- Given text:
start
In other cases, Barzilay says, programmers may already be in the practice of writing specifications that describe computational tasks in precise and formal language. "Even though they're written in natural language, and they do exhibit some variability, they're not exactly Shakespeare," Barzilay says. "So again, you can translate them."

The researchers' recent papers demonstrate both approaches. In work presented in June at the annual Conference of the North American Chapter of the Association for Computational Linguistics, Barzilay and graduate student Nate Kushman used examples harvested from the Web to train a computer system to convert natural-language descriptions into so-called "regular expressions": combinations of symbols that enable file searches that are far more flexible than the standard search functions available in desktop software.

In a paper being presented at the Association for Computational Linguistics' annual conference in August, Barzilay and another of her graduate students, Tao Lei, team up with professor of electrical engineering and computer science Martin Rinard and his graduate student Fan Long to describe a system that automatically learned how to handle data stored in different file formats, based on specifications prepared for a popular programming competition.

Regular irregularities

As Kushman explains, computer science researchers have had some success with systems that translate questions written in natural language into special-purpose formal languages -- languages used to specify database searches, for instance. "Usually, the way those techniques work is that they're finding some fairly direct mapping between the natural language and this formal representation," Kushman says. "In general, the logical forms are handwritten so that they have this nice mapping."

Unfortunately, Kushman says, that approach doesn't work with regular expressions, strings of symbols that can describe the data contained in a file with great specificity. A regular expression could indicate, say, just those numerical entries in a spreadsheet that are three columns over from a cell containing a word of any length whose final three letters are "BOS."
end
- Set tasks:
• a. Repeat the stretch of the passage about Barzilay's research from "In other cases, Barzilay" through "in desktop software.".
• b. Decide whether each statement agrees with the passage about Barzilay's research, answering yes or no and quoting the words that settle it: (i) Barzilay and Nate Kushman's work was presented in June; (ii) Tao Lei is a professor of electrical engineering and computer science; (iii) Kushman says the direct-mapping approach works with regular expressions.
• c. Extend the passage about Barzilay's research with new text that picks up after its final sentence.
The entries that follow the passage about Barzilay's research were taken from a separate source.

- Material shown:
start
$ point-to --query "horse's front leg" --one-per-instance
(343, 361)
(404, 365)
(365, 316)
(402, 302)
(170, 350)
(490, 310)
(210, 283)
end
- Results for the exercise:
• a.
In other cases, Barzilay says, programmers may already be in the practice of writing specifications that describe computational tasks in precise and formal language. "Even though they're written in natural language, and they do exhibit some variability, they're not exactly Shakespeare," Barzilay says. "So again, you can translate them."

The researchers' recent papers demonstrate both approaches. In work presented in June at the annual Conference of the North American Chapter of the Association for Computational Linguistics, Barzilay and graduate student Nate Kushman used examples harvested from the Web to train a computer system to convert natural-language descriptions into so-called "regular expressions": combinations of symbols that enable file searches that are far more flexible than the standard search functions available in desktop software.

• b.
(i) Yes: "In work presented in June at the annual Conference of the North American Chapter of the Association for Computational Linguistics, Barzilay and graduate student Nate Kushman"
(ii) No: "Barzilay and another of her graduate students, Tao Lei"
(iii) No: "that approach doesn't work with regular expressions"

• c.
But regular expressions, as ordinarily written, don't map well onto natural language. For example, Kushman explains, the regular expression used to search for a three-letter word starting with "a" would contain a symbol indicating the start of a word, another indicating the letter "a," a set of symbols indicating the identification of a letter, and a set of symbols indicating that the previous operation should be repeated twice. "If I'm trying to do the same syntactic mapping that I would normally do," Kushman says, "I can't pull out any sub-chunk of this that means 'three-letter.'"

What Kushman and Barzilay determined, however, is that any regular expression has an equivalent that does map nicely to natural language -- although it may not be very succinct or, for a programmer, very intuitive. Moreover, using a mathematical construct known as a graph, it's possible to represent all equivalent versions of a regular expression at once. Kushman and Barzilay's system thus has to learn only one straightforward way of mapping natural language to symbols; then it can use the graph to find a more succinct version of the same expression.

When Kushman presented the paper he co-authored with Barzilay, he asked the roomful of computer scientists to write down the regular expression corresponding to a fairly simple text search. When he revealed the answer and asked how many had gotten it right, only a few hands went up. So the system could be of use to accomplished programmers, but it could also allow casual users of, say, spreadsheet and word-processing programs to specify elaborate searches using natural language.